- Excerpted passage
_ _ _

Saturday, March 21, 2009


First, in the 15th century, there was the adjective 'tedious' from the latin 'taedium' (weariness, disgust). Lydgate uses it apologetically, (I quote, loosely, "I won't say anymore about her sorrow lest it prove tedious...") and Tindale uses it the same way in translating Acts, 24.4: "Lest I be tedeous unto thee . . .". Some of the citations in OED are amusing: Tillotson, in one of his sermons (1694)says, "I may be tedious but I will not be long." And in J. Mitford's Letters and Reminiscences (1845): "Johnstone ain't a drinking man nor a wife-beater, but he makes her a tedious husband." The word has also taken on, as early as 1509 the sense of our modern word 'boring' ("so when the father is tedious and old." It wasn't until 1692 that the abstraction, 'tedium', began to appear. That word sufficed until 1852, when Dickens in a stroke of his usual genius not only coined the word 'boredom' but identified it as a 'malady' (in Bleak House 2.28.253). But that word didn't appear out of nowhere; before there was boredom there was the noun (roughly the same as 'ennui') and verb 'bore' which appear more or less simultaneously and unacountably out nowhere around 1750--"etymology unknown" says the OED. The first person to be 'bored' was Byron who remarks in Don Juan (1823) that "Society is now one polished horde,/ Formed of two mighty tribes, the Bores and Bored." The word 'boring' (i.e. the practise of annoying or wearying others) didn't show up until 1868 when it was identified as a "fine art."

_ _ _

- Supplied entries

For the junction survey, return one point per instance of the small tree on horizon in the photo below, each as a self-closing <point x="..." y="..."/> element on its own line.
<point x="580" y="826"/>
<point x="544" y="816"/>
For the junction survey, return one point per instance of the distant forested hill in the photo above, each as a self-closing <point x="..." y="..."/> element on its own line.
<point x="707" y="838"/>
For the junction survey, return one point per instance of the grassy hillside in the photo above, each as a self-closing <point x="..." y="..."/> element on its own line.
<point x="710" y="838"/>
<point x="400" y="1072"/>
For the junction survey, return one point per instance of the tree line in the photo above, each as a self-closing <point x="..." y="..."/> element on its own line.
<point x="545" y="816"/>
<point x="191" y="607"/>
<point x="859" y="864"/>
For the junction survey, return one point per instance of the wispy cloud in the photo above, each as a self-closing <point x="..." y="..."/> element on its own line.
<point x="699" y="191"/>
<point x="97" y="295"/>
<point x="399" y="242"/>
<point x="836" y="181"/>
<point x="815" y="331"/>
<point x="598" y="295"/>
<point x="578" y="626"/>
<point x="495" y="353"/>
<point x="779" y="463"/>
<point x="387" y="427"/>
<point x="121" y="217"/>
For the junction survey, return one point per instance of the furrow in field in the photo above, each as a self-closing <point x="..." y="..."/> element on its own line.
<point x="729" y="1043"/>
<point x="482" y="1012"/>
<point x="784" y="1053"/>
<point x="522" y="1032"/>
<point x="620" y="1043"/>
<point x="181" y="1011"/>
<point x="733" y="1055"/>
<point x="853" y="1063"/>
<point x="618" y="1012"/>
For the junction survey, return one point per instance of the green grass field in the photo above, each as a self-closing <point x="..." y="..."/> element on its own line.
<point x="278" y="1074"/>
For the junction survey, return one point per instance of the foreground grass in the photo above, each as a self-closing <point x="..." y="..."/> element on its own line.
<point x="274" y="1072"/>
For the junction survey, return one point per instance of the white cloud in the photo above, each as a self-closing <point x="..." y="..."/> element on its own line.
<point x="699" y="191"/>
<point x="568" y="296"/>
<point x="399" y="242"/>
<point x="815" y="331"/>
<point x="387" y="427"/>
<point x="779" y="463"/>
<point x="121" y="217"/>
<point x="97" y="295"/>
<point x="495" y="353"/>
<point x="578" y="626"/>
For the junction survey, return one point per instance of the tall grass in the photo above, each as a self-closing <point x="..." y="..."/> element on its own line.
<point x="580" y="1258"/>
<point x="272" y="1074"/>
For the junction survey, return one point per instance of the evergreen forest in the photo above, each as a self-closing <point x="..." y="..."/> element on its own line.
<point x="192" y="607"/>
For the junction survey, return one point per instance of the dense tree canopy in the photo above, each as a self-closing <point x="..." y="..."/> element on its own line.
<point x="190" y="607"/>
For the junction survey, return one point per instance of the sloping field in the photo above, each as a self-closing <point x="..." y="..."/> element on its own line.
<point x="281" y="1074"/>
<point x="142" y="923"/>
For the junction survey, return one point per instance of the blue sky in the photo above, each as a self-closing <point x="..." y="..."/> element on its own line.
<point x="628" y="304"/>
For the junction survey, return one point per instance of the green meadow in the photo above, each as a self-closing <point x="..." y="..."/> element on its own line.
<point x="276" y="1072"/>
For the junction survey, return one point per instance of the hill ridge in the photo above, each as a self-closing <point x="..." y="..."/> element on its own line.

_ _ _

Answer from the passage on words for boredom.
(a) In what year did the abstraction "tedium" begin to appear?
(b) In what year did Dickens coin the word "boredom," and in which work?
(c) In what year did the word "boring" show up, and what was it identified as?
The material is separate from the passage on words for boredom.

(a) 1692
(b) 1852, in Bleak House
(c) 1868, identified as a "fine art"